Delete SQL Performance for SQL Server, MySQL and PostgreSQL

By: Alejandro Cobar | Updated: 2020-10-21 | Comments (11) | Related: > PostgreSQL

Problem

Not long ago, I was working on a SQL Server database that was growing quickly and was using a lot of disk space. After an initial check, I noticed that the amount of records in the largest table was not that many (only about 150,000) and the size of the database was a little over 100GB. The large table contained only 2 columns, an ID and a VARBINARY field that was quite wide (in terms of the amount of data stored in each row), hence the size. Eventually, I had to come up with a strategy to purge old information in chunks, because a single delete would have caused blocking and other potential issues.

I was thinking to myself, what if I run into a similar situation with other RDBMS (MySQL or PostgreSQL)? Would I see similar results if I had to delete lots of rows from tables with very wide rows? I got curious enough to give it a try and will share my results. I hope you find this as interesting as I did while doing the tests.

Solution

In this tip I will be presenting the results I compiled after performing records deletions within each respective RDBMS. The tests will be done against a set of 10,000 records in a table that only has an id column and a wide string (1,000,000 characters to be precise).

Initial considerations

As you probably already have guessed by the title of this article, I'm performing the tests against a SQL Server, MySQL and PostgreSQL database instance. To keep things as fair as possible, I'm performing each test in a Linux virtual machine that has the exact same specs; for the data type of the wide column, I tried to choose something as homologous as possible between them. One last detail for the RDBMS setup is that I tested them right out of the box, without any best practices, tuning, or specific parameter settings to possibly help improve performance.

VM Specs

OS: Ubuntu Server 20.04 LTS
CPU: Intel Core i7 2.7GHz (3820QM)
RAM: 8GB DDR3 1600MHz
Volume Size: 25GB

Information related to the RDBMSs and their respective runs

I used the latest available version of each product to keep things as fair as possible.

The scenario for the test goes like this:

1 - A simple test database is created in each DB instance and a table containing the wide column, with a structure similar to this:

CREATE TABLE test(
    **id INT NOT NULL PRIMARY KEY AUTOINCREMENT,
    ***wide VARCHAR(MAX) NOT NULL
)

--*--

Written exercise A:
List the hardware and system specifications given for the virtual machine in the article on delete performance, with the value stated for each.
Written exercise B:
Write the next part of the article on delete performance, picking up right after its CREATE TABLE statement.

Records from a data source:
--*--

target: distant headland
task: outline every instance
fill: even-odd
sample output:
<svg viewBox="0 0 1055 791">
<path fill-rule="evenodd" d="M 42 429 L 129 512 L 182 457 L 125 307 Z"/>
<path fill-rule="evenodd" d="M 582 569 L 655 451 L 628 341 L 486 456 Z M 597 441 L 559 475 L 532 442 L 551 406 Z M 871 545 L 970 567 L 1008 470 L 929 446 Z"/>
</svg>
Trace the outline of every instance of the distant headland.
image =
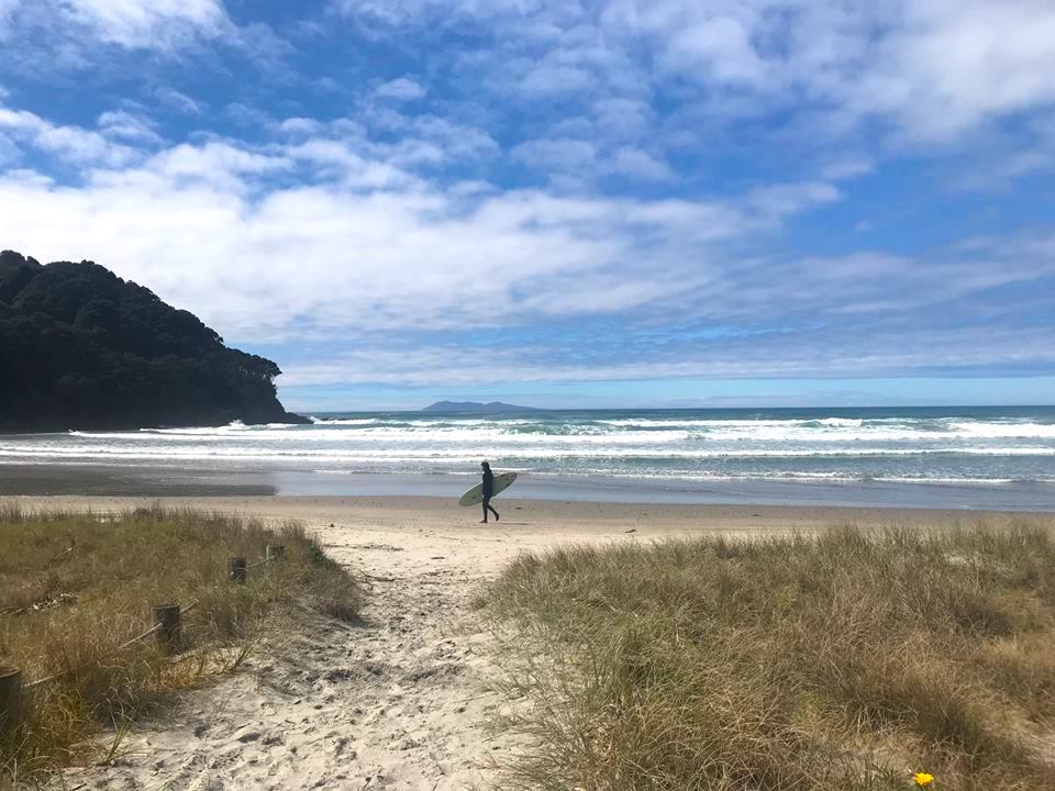
<svg viewBox="0 0 1055 791">
<path fill-rule="evenodd" d="M 491 401 L 490 403 L 480 403 L 479 401 L 436 401 L 434 404 L 429 404 L 422 410 L 422 412 L 486 412 L 488 414 L 544 411 L 545 410 L 535 406 L 518 406 L 517 404 L 507 404 L 501 401 Z"/>
<path fill-rule="evenodd" d="M 271 360 L 91 261 L 0 253 L 0 431 L 308 423 Z"/>
</svg>

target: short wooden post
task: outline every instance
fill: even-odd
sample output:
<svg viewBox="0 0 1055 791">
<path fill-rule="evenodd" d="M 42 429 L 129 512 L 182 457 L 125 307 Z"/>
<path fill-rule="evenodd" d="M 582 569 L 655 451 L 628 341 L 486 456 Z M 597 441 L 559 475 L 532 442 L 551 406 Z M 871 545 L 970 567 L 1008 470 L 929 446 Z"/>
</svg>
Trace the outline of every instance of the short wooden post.
<svg viewBox="0 0 1055 791">
<path fill-rule="evenodd" d="M 231 558 L 231 581 L 245 584 L 245 558 Z"/>
<path fill-rule="evenodd" d="M 0 665 L 0 735 L 22 720 L 22 671 Z"/>
<path fill-rule="evenodd" d="M 179 621 L 179 604 L 157 604 L 154 608 L 154 623 L 157 630 L 157 644 L 166 651 L 179 649 L 184 627 Z"/>
</svg>

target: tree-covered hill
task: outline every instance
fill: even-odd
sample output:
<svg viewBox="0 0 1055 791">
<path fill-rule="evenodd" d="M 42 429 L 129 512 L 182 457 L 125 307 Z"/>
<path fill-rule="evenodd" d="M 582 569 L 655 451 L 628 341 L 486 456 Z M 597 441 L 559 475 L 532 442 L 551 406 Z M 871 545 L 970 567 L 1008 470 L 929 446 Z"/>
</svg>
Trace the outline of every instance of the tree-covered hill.
<svg viewBox="0 0 1055 791">
<path fill-rule="evenodd" d="M 0 253 L 0 431 L 306 422 L 280 372 L 97 264 Z"/>
</svg>

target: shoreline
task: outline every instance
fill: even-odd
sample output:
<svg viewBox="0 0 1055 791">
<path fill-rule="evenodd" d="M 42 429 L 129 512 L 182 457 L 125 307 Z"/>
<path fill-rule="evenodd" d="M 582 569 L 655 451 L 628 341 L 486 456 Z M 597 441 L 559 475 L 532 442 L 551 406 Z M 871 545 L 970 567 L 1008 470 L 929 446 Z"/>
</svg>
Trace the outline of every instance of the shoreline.
<svg viewBox="0 0 1055 791">
<path fill-rule="evenodd" d="M 35 510 L 121 511 L 155 503 L 171 508 L 191 508 L 255 515 L 265 520 L 297 520 L 314 527 L 331 524 L 376 523 L 399 530 L 401 519 L 411 524 L 427 523 L 443 528 L 475 533 L 508 533 L 507 528 L 533 528 L 549 532 L 574 527 L 588 533 L 620 535 L 618 528 L 633 526 L 645 533 L 706 532 L 723 530 L 814 530 L 832 524 L 881 525 L 929 524 L 952 526 L 979 521 L 1041 521 L 1055 524 L 1055 514 L 1044 511 L 1001 509 L 885 508 L 854 505 L 770 505 L 715 503 L 590 502 L 579 500 L 528 500 L 496 498 L 492 503 L 506 517 L 479 524 L 480 512 L 460 508 L 451 499 L 429 495 L 392 497 L 290 497 L 290 495 L 207 495 L 207 497 L 108 497 L 108 495 L 15 495 L 3 497 L 23 508 Z M 531 533 L 532 530 L 525 531 Z"/>
<path fill-rule="evenodd" d="M 475 474 L 362 474 L 171 467 L 167 465 L 0 464 L 0 497 L 331 497 L 456 500 Z M 885 508 L 1055 513 L 1055 483 L 729 479 L 643 480 L 521 475 L 515 498 L 623 505 Z"/>
<path fill-rule="evenodd" d="M 319 620 L 251 656 L 244 668 L 180 698 L 165 716 L 136 723 L 132 759 L 66 772 L 89 791 L 163 787 L 487 787 L 496 759 L 522 745 L 488 731 L 511 704 L 495 686 L 501 665 L 493 624 L 476 601 L 523 553 L 562 545 L 647 545 L 670 537 L 752 537 L 826 526 L 997 528 L 1053 514 L 951 509 L 673 505 L 496 498 L 502 519 L 427 497 L 21 497 L 26 509 L 97 512 L 159 503 L 298 521 L 335 562 L 368 586 L 362 622 Z M 101 748 L 114 738 L 100 734 Z"/>
</svg>

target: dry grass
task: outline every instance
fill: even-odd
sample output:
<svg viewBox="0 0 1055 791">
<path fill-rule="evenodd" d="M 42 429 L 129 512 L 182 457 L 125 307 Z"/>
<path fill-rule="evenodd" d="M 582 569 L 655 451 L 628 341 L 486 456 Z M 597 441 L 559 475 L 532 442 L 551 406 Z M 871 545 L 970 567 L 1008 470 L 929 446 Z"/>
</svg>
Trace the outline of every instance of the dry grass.
<svg viewBox="0 0 1055 791">
<path fill-rule="evenodd" d="M 266 544 L 286 559 L 227 579 L 230 557 L 253 562 Z M 151 605 L 198 604 L 182 619 L 168 656 L 151 636 Z M 173 690 L 241 664 L 252 647 L 309 606 L 354 617 L 355 581 L 297 524 L 268 528 L 221 514 L 162 509 L 132 513 L 22 512 L 0 503 L 0 665 L 25 681 L 25 717 L 0 738 L 0 786 L 33 782 L 88 758 L 86 738 L 164 702 Z"/>
<path fill-rule="evenodd" d="M 486 601 L 502 789 L 1055 789 L 1048 527 L 564 548 Z"/>
</svg>

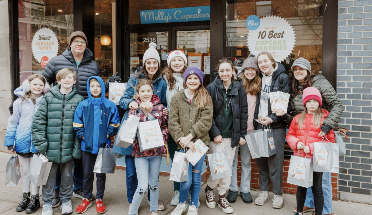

--*--

Task output A:
OS: Ubuntu Server 20.04 LTS
CPU: Intel Core i7 2.7GHz (3820QM)
RAM: 8GB DDR3 1600MHz
Volume Size: 25GB

Task output B:
The syntax for the auto increment id varies within each RDBMS, but it is just to give you an idea.

The data type of the wide column is not exactly the same across all RDBMSs, but I tried to choose one for each that allows me to store the exact same data in each of them, to keep things as similar as possible.

2 - A round of 10,000 records is inserted and the following rounds of deletes are performed:

Time to delete 1,000 rows, as well as the size of the respective transaction log file after its completion.
Time to delete 2,000 rows, as well as the size of the respective transaction log file after its completion.
Time to delete 3,000 rows, as well as the size of the respective transaction log file after its completion.
Time to delete 4,000 rows, as well as the size of the respective transaction log file after its completion.
Time to delete 5,000 rows, as well as the size of the respective transaction log file after its completion.
Time to delete 10,000 rows, as well as the size of the respective transaction log file after its completion.

3 - I'm inserting a string 1,000,000 characters long, in the wide column of each row (the exact same across all of the rows), which I'm attaching as a sample in case you want to try it in your system.

4 - For the tests in each RDBMs, I made sure that only that RDBMS was running in the VM while the other two were completely shut down.

Insertion Round

These metrics were measured on a completely empty instance for each case.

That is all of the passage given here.